:: Given text ::

* * * * * * *

Highly branched platinum nanolance assemblies by polyallylamine functionalization as superior active, stable, and alcohol-tolerant oxygen reduction electrocatalysts

Abstract

The chemical functionalization of platinum (Pt) nanostructures is becoming a new trend in electrocatalysts designs. Meanwhile, highly branched Pt nanostructures are highly exciting electrocatalysts with high activity and stability owing to their specific physical and chemical properties. In this work, the polyallylamine (PAH) functionalized Pt nanolance assemblies (Pt NLAs) have been successfully synthesized by chemical reduction of PAH–Pt^II complex using formaldehyde (HCHO) in a two-phase water-complex system. The as-prepared Pt NLAs are highly branched and three-dimensionally (3D) interconnected nanostructures, which are composed of many long Pt nanolances in various directions. PAH functionalization improves the electrocatalytic activity of the Pt NLAs for an oxygen reduction reaction (ORR) because of high interface proton concentration on the Pt surface and excellent anti-oxidation ability of the Pt nanolances. Meanwhile, the PAH molecules bound on the Pt NLAs surface act as barrier networks to restrain accessibility of alcohol, exhibiting a high ORR selectivity. In addition, the PAH functionalized Pt NLAs show excellent durability for the ORR due to their particular 3D interconnected structure. The work demonstrates that the PAH functionalized Pt NLAs are indeed promising cathodic electrocatalysts for practical application in direct alcohol fuel cells.

* * * * * * *

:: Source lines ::
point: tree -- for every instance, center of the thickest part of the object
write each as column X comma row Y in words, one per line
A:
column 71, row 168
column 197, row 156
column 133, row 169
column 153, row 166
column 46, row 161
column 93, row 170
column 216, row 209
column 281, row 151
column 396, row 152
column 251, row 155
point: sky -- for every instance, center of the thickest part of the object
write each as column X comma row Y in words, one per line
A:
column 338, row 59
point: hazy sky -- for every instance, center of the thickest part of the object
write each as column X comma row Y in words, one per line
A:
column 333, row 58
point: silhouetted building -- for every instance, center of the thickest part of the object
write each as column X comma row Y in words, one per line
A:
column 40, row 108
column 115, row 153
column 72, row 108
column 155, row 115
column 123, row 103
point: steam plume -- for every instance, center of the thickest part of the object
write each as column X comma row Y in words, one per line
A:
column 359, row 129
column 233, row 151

* * * * * * *

:: Task set ::
a: Answer these from the abstract:
(i) What reducing agent was used to reduce the PAH–Pt^II complex?
(ii) What are the Pt NLAs composed of?
(iii) What do the PAH molecules bound on the Pt NLAs surface act as?
b: Say whether each statement agrees with the abstract, quoting the deciding words:
(i) The Pt NLAs were synthesized in a two-phase water-complex system.
(ii) The durability of the PAH functionalized Pt NLAs for the ORR is attributed to high interface proton concentration.
(iii) The work presents the PAH functionalized Pt NLAs as anodic electrocatalysts for direct alcohol fuel cells.
None of the lines above are required here.

:: Task-by-task answers ::
a:
(i) Formaldehyde (HCHO).
(ii) Many long Pt nanolances in various directions.
(iii) Barrier networks that restrain accessibility of alcohol.

b:
(i) Yes: "in a two-phase water-complex system"
(ii) No: "excellent durability for the ORR due to their particular 3D interconnected structure"
(iii) No: "promising cathodic electrocatalysts for practical application in direct alcohol fuel cells"